Work required
All lines in the listing below from the one containing "Your specific task is to find green" through the last should be written out exactly, and only those.

⟨

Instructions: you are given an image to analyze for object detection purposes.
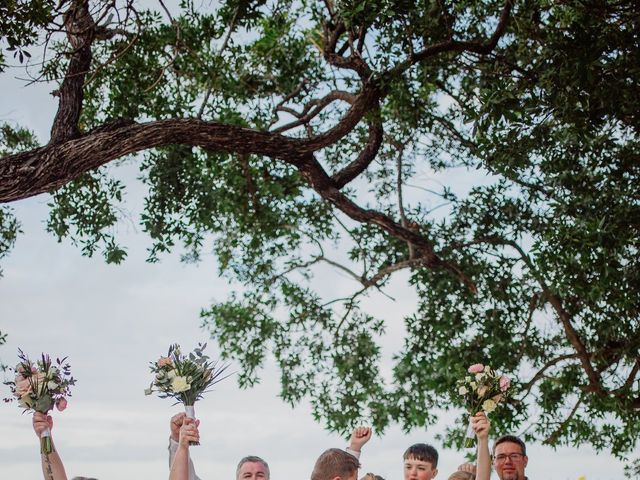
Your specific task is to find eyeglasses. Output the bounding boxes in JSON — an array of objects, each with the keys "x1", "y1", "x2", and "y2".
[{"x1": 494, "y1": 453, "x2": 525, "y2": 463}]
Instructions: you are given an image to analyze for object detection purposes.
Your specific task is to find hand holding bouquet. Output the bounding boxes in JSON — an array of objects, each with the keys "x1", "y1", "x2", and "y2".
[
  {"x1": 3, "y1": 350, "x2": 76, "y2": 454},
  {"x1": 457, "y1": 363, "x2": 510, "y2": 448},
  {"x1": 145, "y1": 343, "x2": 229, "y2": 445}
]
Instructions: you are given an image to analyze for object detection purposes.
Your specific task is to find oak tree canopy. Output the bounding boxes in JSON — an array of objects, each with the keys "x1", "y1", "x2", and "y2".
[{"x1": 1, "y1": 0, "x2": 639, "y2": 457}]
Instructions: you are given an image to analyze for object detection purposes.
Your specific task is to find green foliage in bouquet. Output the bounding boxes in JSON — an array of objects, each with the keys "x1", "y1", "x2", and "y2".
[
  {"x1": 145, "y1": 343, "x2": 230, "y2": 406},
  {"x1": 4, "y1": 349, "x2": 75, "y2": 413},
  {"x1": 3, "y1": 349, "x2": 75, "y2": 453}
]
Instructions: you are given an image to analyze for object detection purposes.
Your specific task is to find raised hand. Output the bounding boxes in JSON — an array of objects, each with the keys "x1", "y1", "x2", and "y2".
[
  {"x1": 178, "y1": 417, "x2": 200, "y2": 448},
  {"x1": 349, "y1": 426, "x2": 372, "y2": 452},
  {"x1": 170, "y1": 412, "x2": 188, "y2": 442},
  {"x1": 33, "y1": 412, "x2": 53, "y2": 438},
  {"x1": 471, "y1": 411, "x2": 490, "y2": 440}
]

⟩

Answer to this problem
Your specific task is to find green foliage in bouquet. Output the bounding boxes in JSON — an array of objects, each with the keys "x1", "y1", "x2", and "y2".
[
  {"x1": 145, "y1": 343, "x2": 230, "y2": 406},
  {"x1": 4, "y1": 349, "x2": 75, "y2": 413},
  {"x1": 3, "y1": 349, "x2": 75, "y2": 453}
]
Instructions: you are given an image to analyze for object detection purposes.
Your specific task is to find raised hand. Output the bounding boxes in JSON — an array of objects, each with the keys "x1", "y1", "x2", and "y2".
[
  {"x1": 178, "y1": 417, "x2": 200, "y2": 448},
  {"x1": 349, "y1": 426, "x2": 372, "y2": 452},
  {"x1": 170, "y1": 412, "x2": 188, "y2": 442},
  {"x1": 33, "y1": 412, "x2": 53, "y2": 438},
  {"x1": 471, "y1": 411, "x2": 490, "y2": 440}
]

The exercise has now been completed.